## [Input records]
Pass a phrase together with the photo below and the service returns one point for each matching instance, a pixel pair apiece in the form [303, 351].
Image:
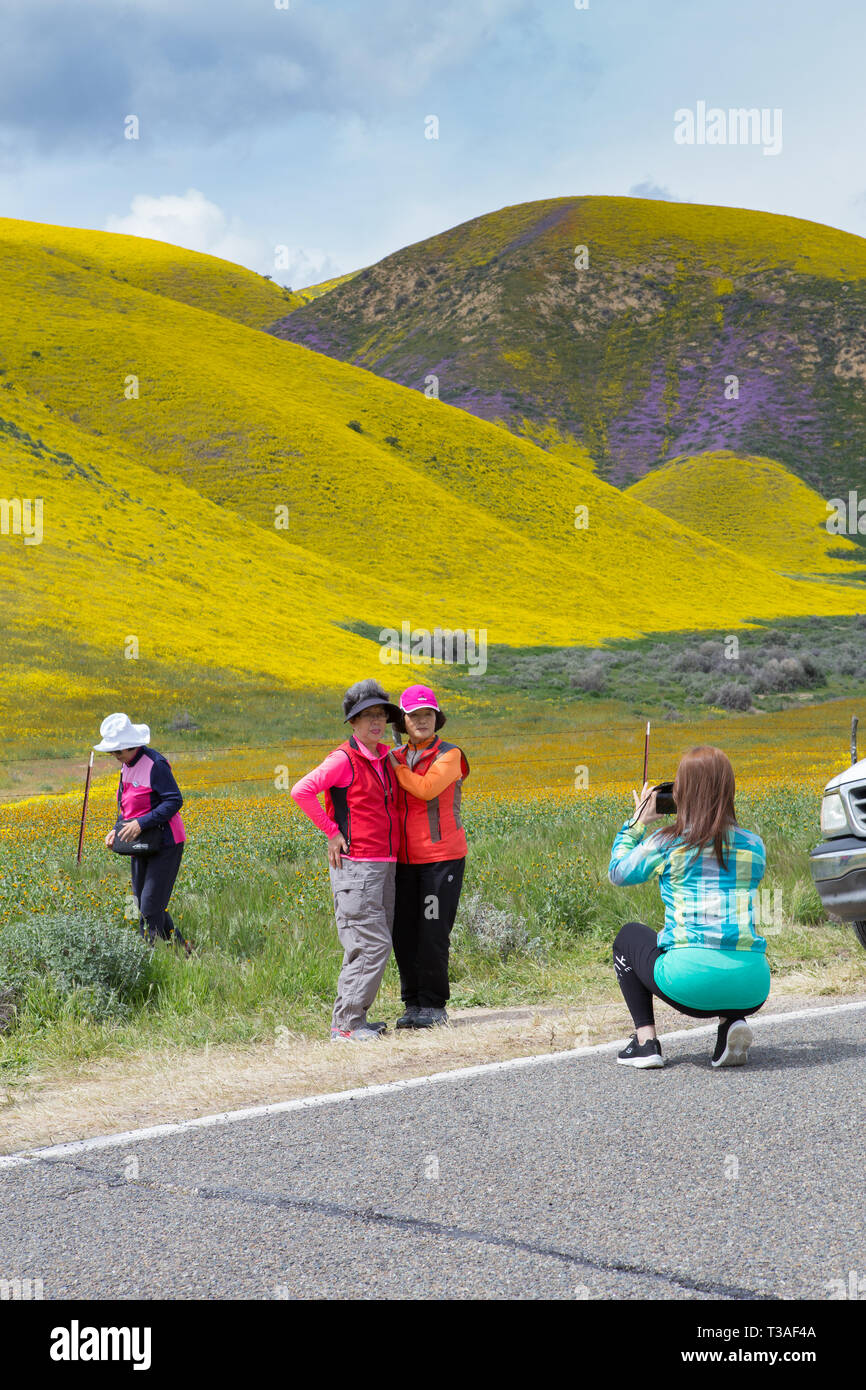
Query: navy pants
[153, 879]
[635, 952]
[426, 904]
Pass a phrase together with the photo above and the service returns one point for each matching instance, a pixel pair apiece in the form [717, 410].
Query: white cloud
[198, 224]
[649, 189]
[191, 221]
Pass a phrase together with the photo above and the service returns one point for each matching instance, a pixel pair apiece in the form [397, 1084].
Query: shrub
[590, 680]
[494, 929]
[567, 904]
[731, 695]
[96, 965]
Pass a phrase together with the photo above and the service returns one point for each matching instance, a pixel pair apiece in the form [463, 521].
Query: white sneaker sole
[737, 1045]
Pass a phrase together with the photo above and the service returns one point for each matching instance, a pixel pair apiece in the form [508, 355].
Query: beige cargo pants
[363, 904]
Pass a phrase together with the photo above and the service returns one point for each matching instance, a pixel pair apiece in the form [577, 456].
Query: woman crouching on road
[362, 829]
[149, 808]
[708, 959]
[431, 858]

## [Problem to work on]
Without including any picture, repeat the data exactly.

## [Response for this exercise]
Pass a phrase together with the photo below and the service returns one point for each matching instance, a pixel pair apiece in the form [303, 351].
Image:
Query: navy pants
[153, 879]
[635, 952]
[426, 904]
Pass a phrase together with the photo above and the service returns one point for each matching instance, a pixel pair apiece in the form [717, 410].
Query: white cloud
[198, 224]
[649, 189]
[191, 221]
Pass a phrase together with the photo above and the service returns one point for each matching instance, a pixel pair apiece in the form [397, 1084].
Query: shrub
[590, 680]
[494, 929]
[567, 904]
[731, 695]
[96, 965]
Pass a phrase together with the photo above and the service returns one point for each matching instance, a pixel pair apiece in the form [463, 521].
Query: white sneaker sole
[737, 1045]
Pass a phrase together with the photo above and the service returns one point for each matching instance, a pixel pair apiece in the form [508, 355].
Query: beige cargo pants
[363, 904]
Pass a phrase together with the photo above and the service returns one point for each matching instance, a pixel pair apiece in the form [577, 456].
Query: woman crouching on road
[362, 829]
[149, 808]
[708, 959]
[431, 858]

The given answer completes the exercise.